■ Selected extract:

--- Start ---

2024-12-09 10:00:22https://naked-science.ru/article/column/tochnost-obrabotki-metall

The research has been published in the journal Russian Engineering Research. The study received funding from the Russian Science Foundation.

Repairing damaged metal parts is aided by powder laser cladding – a process where a metal powder is applied to the surface of the part and then melted by a laser. This creates a coating with high strength and wear resistance.

However, after cladding, it is necessary to remove surface irregularities and achieve the desired shape. Wire electrical discharge machining (EDM) is used for this purpose. Its advantage over other methods is that it does not apply mechanical pressure to the workpiece and allows for the processing of complex, thin, and fragile components – gears, cutters, engine elements, surgical instruments, and implants. This also requires high precision machining.

Scientists from Perm Polytechnic University examined the effectiveness of wire EDM and modeled the processing of gas turbine engine components. Samples were made from titanium alloy and steel, with titanium and copper powders additionally applied using the cladding method.

“It was found that at the junction of the metals, a discrepancy forms – an uneven ‘step’. The size of this step depended on how significantly the physical properties of the interacting metals differ. For example, between the alloy and the titanium powder, the ‘step’ measured 0.02 meters, while in the case of the steel and copper connection, which has more heterogeneous properties, it was 0.06 meters. Such a defect can ruin the finished product,” explains Timur Ablyaz, director of the Higher School of Aircraft Engine Engineering at PNIPU and a candidate of technical sciences.

Researchers from Perm Polytechnic University developed recommendations to enhance the accuracy of wire EDM. First, it is essential to carefully select the appropriate wire tilt angle. The processing is best carried out in two passes, with the second being less stringent. The accuracy of the work can be predicted using preliminary mathematical modeling.

To validate their findings, the polytechnic researchers conducted repeat modeling and then performed an experiment. They processed a steel and copper alloy in three variations: without considering the recommendations, with two passes, and with the correction of the wire angle. Both the model and practice demonstrated that the proposed methods reduce processing errors by half.

The recommendations from the scientists at Perm Polytechnic University will significantly enhance the accuracy of wire EDM for metal products. This will help avoid defects and surface irregularities, as well as improve the quality of components with complex geometries – engines, molds, gears, and implants.

--- End ---

■ Requests:
a) Answer the following questions about the article on wire EDM accuracy:
(i) In which journal was the research published?
(ii) From which materials were the samples made?
(iii) By how much did the proposed methods reduce processing errors?
b) Lay out every line of the listing below as a Markdown table with the columns Row and Line. Number each row, skip blank lines, and leave the pictures out.

(Extracted data entries)
--- Start ---

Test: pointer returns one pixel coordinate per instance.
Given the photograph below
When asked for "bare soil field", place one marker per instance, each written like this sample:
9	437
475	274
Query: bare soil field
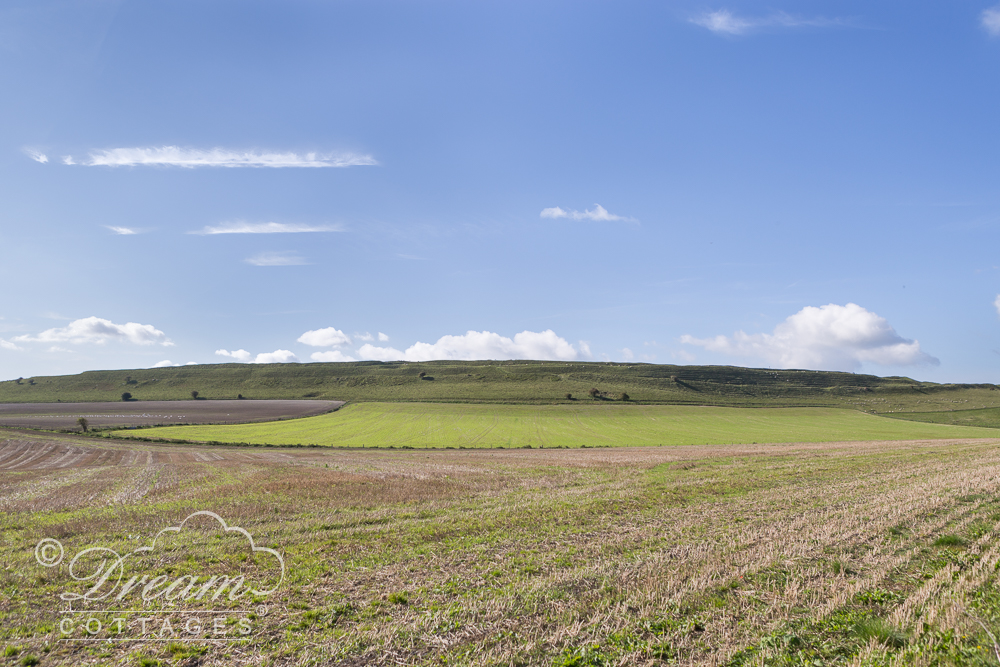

--- End ---

■ Answers to the exercises:
a)
(i) Russian Engineering Research
(ii) Titanium alloy and steel
(iii) By half

b)
| Row | Line |
|---|---|
| 1 | Test: pointer returns one pixel coordinate per instance. |
| 2 | Given the photograph below |
| 3 | When asked for "bare soil field", place one marker per instance, each written like this sample: |
| 4 | 9	437 |
| 5 | 475	274 |
| 6 | Query: bare soil field |